§ DATA FOR PROCESSING
##########

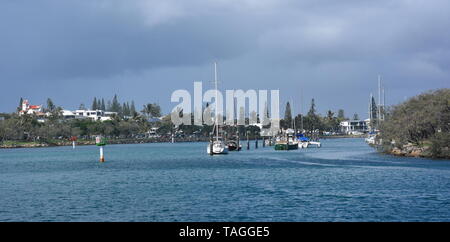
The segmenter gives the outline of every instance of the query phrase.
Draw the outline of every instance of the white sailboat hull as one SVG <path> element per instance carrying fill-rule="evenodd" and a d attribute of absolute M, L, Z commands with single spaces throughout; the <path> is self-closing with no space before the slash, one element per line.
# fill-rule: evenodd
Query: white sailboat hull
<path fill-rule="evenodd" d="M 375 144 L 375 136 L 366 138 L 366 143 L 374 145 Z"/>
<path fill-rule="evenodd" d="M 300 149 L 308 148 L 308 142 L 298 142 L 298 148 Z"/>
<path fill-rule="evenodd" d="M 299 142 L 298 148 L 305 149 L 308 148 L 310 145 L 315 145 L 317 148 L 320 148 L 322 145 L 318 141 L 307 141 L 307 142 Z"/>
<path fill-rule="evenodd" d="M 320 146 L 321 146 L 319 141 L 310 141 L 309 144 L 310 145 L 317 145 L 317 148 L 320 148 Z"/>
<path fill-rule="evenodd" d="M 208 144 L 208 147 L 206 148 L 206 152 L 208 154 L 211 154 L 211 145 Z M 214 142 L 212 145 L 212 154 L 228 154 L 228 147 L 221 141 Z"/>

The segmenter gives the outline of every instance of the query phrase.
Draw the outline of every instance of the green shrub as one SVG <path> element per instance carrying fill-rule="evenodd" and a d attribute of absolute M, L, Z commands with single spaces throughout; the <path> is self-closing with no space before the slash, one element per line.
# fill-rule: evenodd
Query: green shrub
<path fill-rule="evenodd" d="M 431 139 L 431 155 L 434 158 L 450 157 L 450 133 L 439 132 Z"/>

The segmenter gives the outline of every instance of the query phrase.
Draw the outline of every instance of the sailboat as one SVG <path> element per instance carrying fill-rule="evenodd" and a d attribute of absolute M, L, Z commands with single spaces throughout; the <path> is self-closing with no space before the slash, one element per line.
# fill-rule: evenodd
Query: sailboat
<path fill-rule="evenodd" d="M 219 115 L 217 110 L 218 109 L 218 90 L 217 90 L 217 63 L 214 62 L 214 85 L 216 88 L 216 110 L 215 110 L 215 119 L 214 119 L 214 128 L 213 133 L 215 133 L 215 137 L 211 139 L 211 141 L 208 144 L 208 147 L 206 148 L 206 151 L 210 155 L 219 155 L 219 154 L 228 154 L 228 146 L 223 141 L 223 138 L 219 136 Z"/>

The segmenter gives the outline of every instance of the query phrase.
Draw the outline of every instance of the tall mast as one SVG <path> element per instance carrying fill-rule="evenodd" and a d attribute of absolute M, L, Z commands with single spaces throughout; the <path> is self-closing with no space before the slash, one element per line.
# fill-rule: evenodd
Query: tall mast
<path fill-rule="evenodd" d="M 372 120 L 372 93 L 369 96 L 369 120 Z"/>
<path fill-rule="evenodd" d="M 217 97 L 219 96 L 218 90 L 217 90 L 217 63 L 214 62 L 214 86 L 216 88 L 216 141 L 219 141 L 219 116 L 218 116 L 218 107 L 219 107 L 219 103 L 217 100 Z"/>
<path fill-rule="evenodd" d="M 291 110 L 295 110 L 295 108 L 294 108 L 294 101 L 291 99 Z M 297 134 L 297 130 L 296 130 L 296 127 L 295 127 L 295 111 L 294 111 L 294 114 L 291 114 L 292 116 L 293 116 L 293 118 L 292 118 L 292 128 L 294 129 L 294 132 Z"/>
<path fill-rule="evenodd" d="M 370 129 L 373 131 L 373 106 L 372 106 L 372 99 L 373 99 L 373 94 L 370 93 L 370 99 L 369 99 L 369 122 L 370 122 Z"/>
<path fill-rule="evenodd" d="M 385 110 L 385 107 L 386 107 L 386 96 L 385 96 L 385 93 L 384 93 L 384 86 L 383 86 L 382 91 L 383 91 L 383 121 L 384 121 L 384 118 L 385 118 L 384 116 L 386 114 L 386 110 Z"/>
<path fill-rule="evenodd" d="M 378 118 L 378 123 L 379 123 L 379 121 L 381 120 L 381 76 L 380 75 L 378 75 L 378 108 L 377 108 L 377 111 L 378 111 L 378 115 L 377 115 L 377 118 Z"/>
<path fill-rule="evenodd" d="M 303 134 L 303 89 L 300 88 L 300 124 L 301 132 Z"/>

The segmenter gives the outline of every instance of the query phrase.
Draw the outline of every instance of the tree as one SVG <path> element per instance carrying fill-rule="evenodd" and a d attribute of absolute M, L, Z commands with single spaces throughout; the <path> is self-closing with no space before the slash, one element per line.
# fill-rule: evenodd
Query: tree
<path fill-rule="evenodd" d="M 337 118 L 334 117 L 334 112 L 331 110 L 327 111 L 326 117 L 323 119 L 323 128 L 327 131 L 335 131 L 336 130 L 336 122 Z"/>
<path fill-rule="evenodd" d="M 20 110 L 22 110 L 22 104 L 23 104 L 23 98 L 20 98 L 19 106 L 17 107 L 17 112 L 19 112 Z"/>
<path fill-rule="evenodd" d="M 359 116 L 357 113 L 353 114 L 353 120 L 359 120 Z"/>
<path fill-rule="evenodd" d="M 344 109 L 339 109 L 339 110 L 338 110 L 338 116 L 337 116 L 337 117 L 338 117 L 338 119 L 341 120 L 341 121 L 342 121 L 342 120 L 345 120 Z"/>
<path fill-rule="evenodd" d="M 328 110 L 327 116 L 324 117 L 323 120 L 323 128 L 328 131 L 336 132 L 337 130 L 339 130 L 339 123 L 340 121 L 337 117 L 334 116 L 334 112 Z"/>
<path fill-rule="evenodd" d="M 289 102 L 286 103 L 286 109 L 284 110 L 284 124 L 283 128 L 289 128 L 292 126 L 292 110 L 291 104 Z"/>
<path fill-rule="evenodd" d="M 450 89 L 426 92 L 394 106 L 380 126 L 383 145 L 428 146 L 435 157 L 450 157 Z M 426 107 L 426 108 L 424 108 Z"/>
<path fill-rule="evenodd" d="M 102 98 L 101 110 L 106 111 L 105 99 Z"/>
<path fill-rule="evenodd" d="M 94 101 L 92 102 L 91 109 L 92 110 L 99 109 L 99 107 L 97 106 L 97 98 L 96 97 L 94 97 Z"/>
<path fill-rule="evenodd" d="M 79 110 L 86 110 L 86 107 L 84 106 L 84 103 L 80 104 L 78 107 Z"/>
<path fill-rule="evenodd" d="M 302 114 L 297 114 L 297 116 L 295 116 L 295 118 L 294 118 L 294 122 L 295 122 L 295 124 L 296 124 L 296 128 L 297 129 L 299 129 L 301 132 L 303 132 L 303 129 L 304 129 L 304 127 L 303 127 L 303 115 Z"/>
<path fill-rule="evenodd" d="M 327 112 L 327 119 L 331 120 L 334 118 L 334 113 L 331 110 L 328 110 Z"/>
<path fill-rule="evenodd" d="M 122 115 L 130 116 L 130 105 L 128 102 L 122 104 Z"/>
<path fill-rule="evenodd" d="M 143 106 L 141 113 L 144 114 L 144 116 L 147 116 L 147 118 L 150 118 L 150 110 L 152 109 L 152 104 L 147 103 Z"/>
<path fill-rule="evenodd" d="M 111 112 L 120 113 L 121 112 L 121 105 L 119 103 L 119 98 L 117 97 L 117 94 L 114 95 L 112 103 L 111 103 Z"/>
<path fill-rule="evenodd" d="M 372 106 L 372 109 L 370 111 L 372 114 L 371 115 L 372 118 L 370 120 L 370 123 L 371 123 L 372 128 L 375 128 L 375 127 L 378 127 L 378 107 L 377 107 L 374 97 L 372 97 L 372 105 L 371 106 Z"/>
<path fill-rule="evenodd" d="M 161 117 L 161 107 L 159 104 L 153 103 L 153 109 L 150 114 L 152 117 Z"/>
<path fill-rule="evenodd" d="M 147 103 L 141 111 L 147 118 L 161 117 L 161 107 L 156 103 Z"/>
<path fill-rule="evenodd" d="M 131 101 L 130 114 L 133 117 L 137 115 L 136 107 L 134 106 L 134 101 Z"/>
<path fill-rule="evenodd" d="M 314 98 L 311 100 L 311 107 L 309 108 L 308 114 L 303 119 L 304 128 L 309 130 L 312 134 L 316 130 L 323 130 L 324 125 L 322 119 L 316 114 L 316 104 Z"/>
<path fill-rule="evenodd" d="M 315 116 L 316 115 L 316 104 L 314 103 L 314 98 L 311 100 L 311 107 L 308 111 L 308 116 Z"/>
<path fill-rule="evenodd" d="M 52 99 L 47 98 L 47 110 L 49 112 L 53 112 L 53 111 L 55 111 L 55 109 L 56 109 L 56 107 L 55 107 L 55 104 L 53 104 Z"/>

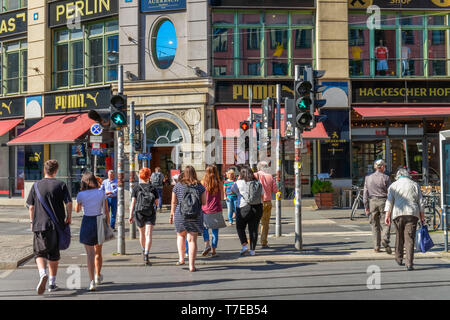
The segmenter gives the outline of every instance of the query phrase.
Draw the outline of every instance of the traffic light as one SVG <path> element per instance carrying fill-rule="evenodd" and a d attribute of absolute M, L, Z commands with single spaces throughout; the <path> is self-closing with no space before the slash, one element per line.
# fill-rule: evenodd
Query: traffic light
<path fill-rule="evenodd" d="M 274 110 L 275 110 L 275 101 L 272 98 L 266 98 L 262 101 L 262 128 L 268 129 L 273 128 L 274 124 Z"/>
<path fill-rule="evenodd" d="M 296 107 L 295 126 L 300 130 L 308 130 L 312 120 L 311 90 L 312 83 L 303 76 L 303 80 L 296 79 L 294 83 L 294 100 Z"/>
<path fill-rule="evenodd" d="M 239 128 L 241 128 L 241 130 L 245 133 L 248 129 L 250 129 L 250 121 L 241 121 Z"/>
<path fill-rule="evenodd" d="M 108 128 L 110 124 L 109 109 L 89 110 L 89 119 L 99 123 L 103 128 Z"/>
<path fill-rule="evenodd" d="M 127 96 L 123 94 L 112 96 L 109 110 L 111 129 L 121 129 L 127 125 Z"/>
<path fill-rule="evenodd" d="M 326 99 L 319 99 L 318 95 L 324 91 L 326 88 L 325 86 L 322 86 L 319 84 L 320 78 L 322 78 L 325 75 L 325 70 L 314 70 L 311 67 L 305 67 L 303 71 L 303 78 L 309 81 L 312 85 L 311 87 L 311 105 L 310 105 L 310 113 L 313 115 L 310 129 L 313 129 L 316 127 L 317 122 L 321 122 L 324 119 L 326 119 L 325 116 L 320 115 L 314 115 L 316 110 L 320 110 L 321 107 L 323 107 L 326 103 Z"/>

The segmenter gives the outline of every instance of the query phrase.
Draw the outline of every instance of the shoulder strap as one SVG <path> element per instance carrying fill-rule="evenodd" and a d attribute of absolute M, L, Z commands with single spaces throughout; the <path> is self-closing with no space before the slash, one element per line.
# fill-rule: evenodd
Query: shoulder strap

##########

§ DIRECTIONS FOR THIS TASK
From the data above, copy each line where the string "strap" appears.

§ SOLUTION FOR THIS EXERCISE
Draw the outline of every instance of the shoulder strap as one SVG <path> element per instance carrying fill-rule="evenodd" and a d attribute of absolute M, L, Z commands with single spaces throughout; the <path> is self-closing with no space before the slash, one element per line.
Query: shoulder strap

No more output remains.